• Estratto scelto
☆ ☆ ☆ ☆ ☆ ☆ ☆

DISCORSO DI GIOVANNI PAOLO II
AI PARTECIPANTI AD UN CONVEGNO PROMOSSO
DALLA CONFERENZA EPISCOPALE ITALIANA
SU «TEOLOGIA DELLA VITA CONSACRATA»
Venerdì, 9 febbraio 1990
Venerati fratelli!
1. Sono lieto di accogliervi e di rivolgervi il mio cordiale saluto in occasione del Convegno che la Conferenza episcopale italiana ha promosso su di un tema importante quale “La teologia della vita consacrata”. Esso consente alla Chiesa italiana di studiare e di approfondire una propria componente vitale: la funzione della vita consacrata all’interno del popolo di Dio.
La vita religiosa non nasce da un progetto umano, ma è iniziativa di Dio. È quindi dono della bontà del Signore per la vita e la santità della Chiesa (Lumen gentium, 44d). L’attualizzazione concreta di questo dono sia manifesta attraverso segni, ugualmente concreti, che esigono trasparenza per essere letti e compresi da tutti.

☆ ☆ ☆ ☆ ☆ ☆ ☆

• Obiettivi
(1) Estrai dal discorso il passo che comincia con "DISCORSO DI GIOVANNI" e termina con "popolo di Dio.", riportandolo senza alcuna modifica.
(2) Nel discorso, elenca una per una tutte le frasi del paragrafo che inizia con "La vita religiosa".

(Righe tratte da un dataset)
☆ ☆ ☆ ☆ ☆ ☆ ☆

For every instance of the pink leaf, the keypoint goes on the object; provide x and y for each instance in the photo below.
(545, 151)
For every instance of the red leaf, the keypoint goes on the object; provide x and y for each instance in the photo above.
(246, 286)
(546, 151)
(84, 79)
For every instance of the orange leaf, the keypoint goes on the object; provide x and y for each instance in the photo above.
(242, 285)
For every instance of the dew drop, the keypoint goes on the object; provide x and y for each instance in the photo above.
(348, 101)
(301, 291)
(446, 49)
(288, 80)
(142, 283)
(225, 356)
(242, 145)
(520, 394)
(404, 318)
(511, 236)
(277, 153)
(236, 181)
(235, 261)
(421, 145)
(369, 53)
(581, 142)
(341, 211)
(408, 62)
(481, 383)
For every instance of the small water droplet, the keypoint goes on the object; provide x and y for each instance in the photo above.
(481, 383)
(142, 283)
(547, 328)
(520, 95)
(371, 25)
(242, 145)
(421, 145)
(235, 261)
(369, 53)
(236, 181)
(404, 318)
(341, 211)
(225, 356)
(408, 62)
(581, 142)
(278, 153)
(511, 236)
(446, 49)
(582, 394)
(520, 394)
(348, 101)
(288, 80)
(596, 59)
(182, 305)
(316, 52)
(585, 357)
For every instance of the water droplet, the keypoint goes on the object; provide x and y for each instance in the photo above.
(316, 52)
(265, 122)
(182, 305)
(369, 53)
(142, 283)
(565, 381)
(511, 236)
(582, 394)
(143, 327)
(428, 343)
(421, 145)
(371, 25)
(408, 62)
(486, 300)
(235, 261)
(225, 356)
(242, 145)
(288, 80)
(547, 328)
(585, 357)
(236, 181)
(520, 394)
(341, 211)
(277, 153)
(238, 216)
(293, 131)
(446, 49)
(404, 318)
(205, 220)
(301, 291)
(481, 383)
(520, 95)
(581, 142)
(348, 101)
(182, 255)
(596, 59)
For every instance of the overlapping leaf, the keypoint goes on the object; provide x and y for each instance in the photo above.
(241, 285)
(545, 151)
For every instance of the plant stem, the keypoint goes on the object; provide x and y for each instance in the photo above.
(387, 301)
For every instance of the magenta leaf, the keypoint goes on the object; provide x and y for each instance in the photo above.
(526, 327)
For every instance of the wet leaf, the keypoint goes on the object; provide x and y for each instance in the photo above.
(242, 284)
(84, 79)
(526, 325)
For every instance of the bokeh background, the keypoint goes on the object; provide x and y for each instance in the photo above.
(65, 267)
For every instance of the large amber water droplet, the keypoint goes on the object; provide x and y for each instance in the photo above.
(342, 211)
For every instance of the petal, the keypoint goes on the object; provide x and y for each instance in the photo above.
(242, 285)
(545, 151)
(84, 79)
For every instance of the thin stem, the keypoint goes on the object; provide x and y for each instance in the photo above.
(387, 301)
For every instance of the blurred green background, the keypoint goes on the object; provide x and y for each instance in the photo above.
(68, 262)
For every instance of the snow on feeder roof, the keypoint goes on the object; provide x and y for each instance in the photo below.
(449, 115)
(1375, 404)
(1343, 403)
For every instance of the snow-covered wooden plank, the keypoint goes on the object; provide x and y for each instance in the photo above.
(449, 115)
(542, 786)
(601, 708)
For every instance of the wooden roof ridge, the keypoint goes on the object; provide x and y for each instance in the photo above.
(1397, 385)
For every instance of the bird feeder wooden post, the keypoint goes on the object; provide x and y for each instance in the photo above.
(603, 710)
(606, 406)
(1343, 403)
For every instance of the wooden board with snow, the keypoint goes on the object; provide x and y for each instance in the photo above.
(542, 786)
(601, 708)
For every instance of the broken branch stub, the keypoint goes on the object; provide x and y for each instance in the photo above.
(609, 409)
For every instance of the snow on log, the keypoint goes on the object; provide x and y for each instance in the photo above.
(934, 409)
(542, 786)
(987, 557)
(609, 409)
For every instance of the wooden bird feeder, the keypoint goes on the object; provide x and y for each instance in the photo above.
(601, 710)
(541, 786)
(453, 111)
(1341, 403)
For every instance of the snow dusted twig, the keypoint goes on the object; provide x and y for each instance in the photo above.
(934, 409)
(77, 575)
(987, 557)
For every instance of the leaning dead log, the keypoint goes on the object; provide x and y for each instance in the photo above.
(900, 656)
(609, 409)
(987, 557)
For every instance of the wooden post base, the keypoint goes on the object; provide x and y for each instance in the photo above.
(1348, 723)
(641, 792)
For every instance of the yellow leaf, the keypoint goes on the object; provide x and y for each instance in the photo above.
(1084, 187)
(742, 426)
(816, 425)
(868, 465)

☆ ☆ ☆ ☆ ☆ ☆ ☆

• Soluzioni degli esercizi
(1)
DISCORSO DI GIOVANNI PAOLO II
AI PARTECIPANTI AD UN CONVEGNO PROMOSSO
DALLA CONFERENZA EPISCOPALE ITALIANA
SU «TEOLOGIA DELLA VITA CONSACRATA»
Venerdì, 9 febbraio 1990
Venerati fratelli!
1. Sono lieto di accogliervi e di rivolgervi il mio cordiale saluto in occasione del Convegno che la Conferenza episcopale italiana ha promosso su di un tema importante quale “La teologia della vita consacrata”. Esso consente alla Chiesa italiana di studiare e di approfondire una propria componente vitale: la funzione della vita consacrata all’interno del popolo di Dio.

(2)
- La vita religiosa non nasce da un progetto umano, ma è iniziativa di Dio.
- È quindi dono della bontà del Signore per la vita e la santità della Chiesa (Lumen gentium, 44d).
- L’attualizzazione concreta di questo dono sia manifesta attraverso segni, ugualmente concreti, che esigono trasparenza per essere letti e compresi da tutti.